▸ **What the task requires**: Put the lines of the listing into a JSON list of strings, one string per line and no blank lines, starting with the first line of the listing and going on through the line containing "97), (180, 92)]", both ends included. Leave the pictures out of the answer.

Region segmentation data:
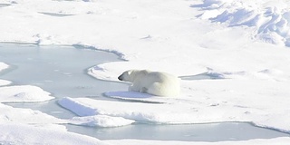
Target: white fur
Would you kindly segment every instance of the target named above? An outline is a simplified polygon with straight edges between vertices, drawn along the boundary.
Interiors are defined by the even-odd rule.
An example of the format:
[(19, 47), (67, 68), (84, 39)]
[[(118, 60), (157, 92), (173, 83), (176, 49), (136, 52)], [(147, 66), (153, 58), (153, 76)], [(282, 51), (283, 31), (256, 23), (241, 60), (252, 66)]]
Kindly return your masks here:
[(179, 79), (162, 72), (130, 70), (124, 72), (118, 79), (132, 82), (129, 91), (164, 97), (177, 97), (180, 92)]

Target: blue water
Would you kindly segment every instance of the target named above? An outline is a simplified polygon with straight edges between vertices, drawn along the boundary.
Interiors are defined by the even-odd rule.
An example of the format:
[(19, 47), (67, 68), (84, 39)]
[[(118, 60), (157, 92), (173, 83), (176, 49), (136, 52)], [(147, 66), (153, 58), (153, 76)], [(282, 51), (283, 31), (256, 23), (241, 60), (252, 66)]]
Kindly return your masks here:
[[(76, 115), (59, 106), (56, 103), (57, 100), (63, 97), (110, 100), (102, 93), (127, 90), (127, 84), (100, 81), (87, 74), (88, 68), (113, 61), (121, 60), (113, 53), (82, 47), (0, 44), (0, 62), (11, 66), (0, 72), (1, 79), (12, 81), (14, 82), (12, 85), (39, 86), (56, 97), (55, 100), (45, 102), (7, 104), (13, 107), (38, 110), (57, 118), (70, 119)], [(186, 77), (185, 79), (192, 78)], [(199, 76), (198, 79), (200, 79)], [(289, 136), (289, 134), (276, 130), (255, 127), (246, 122), (191, 125), (135, 123), (118, 128), (75, 125), (66, 125), (66, 127), (70, 131), (96, 137), (100, 140), (222, 141)]]

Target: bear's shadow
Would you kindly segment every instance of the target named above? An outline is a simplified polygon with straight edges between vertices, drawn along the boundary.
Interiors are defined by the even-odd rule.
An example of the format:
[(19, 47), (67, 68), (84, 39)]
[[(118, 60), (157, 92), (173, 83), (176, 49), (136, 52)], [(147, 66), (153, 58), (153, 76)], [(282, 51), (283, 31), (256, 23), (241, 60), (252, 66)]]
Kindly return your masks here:
[(105, 92), (106, 96), (109, 97), (118, 97), (118, 98), (131, 98), (131, 99), (144, 99), (144, 98), (151, 98), (154, 95), (148, 93), (141, 93), (138, 92)]
[(164, 103), (163, 102), (160, 102), (160, 97), (138, 92), (105, 92), (104, 95), (110, 98), (135, 102)]

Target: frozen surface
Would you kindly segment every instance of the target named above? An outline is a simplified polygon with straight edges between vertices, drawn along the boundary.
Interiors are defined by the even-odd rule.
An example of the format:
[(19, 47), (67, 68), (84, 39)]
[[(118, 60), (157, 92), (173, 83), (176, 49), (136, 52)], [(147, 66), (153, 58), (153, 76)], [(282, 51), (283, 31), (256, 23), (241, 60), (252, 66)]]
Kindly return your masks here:
[[(65, 98), (60, 102), (72, 111), (92, 115), (102, 112), (156, 123), (250, 121), (260, 127), (290, 131), (288, 1), (1, 3), (1, 42), (84, 45), (112, 52), (127, 60), (89, 69), (91, 75), (103, 80), (116, 81), (123, 71), (134, 68), (168, 72), (184, 79), (182, 94), (169, 99), (169, 102), (140, 105), (144, 110), (137, 107), (140, 102), (118, 102), (125, 109), (117, 110), (109, 101)], [(193, 77), (201, 74), (209, 78)], [(218, 79), (213, 79), (217, 76)], [(121, 95), (113, 96), (124, 98)], [(82, 110), (75, 111), (76, 108)], [(169, 114), (177, 114), (179, 119)], [(235, 143), (245, 142), (282, 144), (289, 142), (289, 139)]]
[(255, 145), (287, 145), (290, 141), (289, 138), (276, 138), (271, 140), (250, 140), (245, 141), (222, 141), (222, 142), (186, 142), (186, 141), (164, 141), (164, 140), (106, 140), (109, 143), (117, 143), (120, 145), (244, 145), (244, 144), (255, 144)]
[(0, 102), (44, 102), (54, 98), (43, 89), (31, 85), (0, 87)]
[(133, 120), (126, 120), (121, 117), (111, 117), (107, 115), (93, 115), (85, 117), (73, 117), (70, 123), (75, 125), (84, 126), (97, 126), (97, 127), (119, 127), (130, 125), (133, 123)]
[(0, 144), (83, 144), (106, 145), (101, 140), (76, 133), (57, 130), (57, 128), (39, 128), (25, 124), (0, 123)]

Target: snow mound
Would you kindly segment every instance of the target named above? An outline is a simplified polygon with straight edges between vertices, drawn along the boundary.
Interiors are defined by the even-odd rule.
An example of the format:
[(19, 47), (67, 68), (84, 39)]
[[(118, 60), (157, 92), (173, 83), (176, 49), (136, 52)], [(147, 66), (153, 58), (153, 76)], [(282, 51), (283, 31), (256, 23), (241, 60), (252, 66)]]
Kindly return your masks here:
[(70, 123), (75, 125), (83, 125), (83, 126), (97, 126), (97, 127), (120, 127), (130, 125), (135, 121), (126, 120), (121, 117), (111, 117), (107, 115), (93, 115), (93, 116), (85, 116), (85, 117), (73, 117)]
[(53, 98), (49, 92), (36, 86), (0, 87), (0, 102), (45, 102)]
[(17, 122), (29, 124), (66, 123), (66, 121), (57, 119), (39, 111), (31, 109), (13, 108), (0, 103), (0, 122)]
[(0, 144), (83, 144), (105, 145), (96, 138), (59, 130), (48, 130), (31, 125), (0, 123)]
[(204, 0), (202, 5), (192, 7), (204, 10), (201, 19), (230, 27), (254, 27), (256, 38), (290, 47), (289, 5), (289, 1)]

▸ **Task solution**:
[
  "Target: white fur",
  "Would you kindly segment every instance of the target named above? An outline is a simplified polygon with straight edges between vertices, drawn along the boundary.",
  "Interiors are defined by the even-odd rule.",
  "An example of the format:",
  "[(19, 47), (67, 68), (84, 39)]",
  "[[(118, 60), (157, 92), (173, 83), (176, 49), (136, 52)], [(147, 66), (153, 58), (153, 76)], [(282, 51), (283, 31), (256, 23), (241, 60), (252, 66)]]",
  "Kindly return your masks here:",
  "[(179, 79), (162, 72), (130, 70), (124, 72), (118, 79), (132, 82), (129, 91), (164, 97), (177, 97), (180, 92)]"
]